• Records for the task:
+ + + + + + +
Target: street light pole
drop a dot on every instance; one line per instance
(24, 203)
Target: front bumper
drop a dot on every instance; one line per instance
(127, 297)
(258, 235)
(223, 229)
+ + + + + + +
• Instructions to follow:
Copy all of the entries above word for word, keeping every line in its original order.

• Output for this task:
Target: street light pole
drop a dot on every instance; one line per instance
(24, 203)
Target: front bumper
drop a dot on every instance; one line per instance
(127, 297)
(258, 235)
(223, 229)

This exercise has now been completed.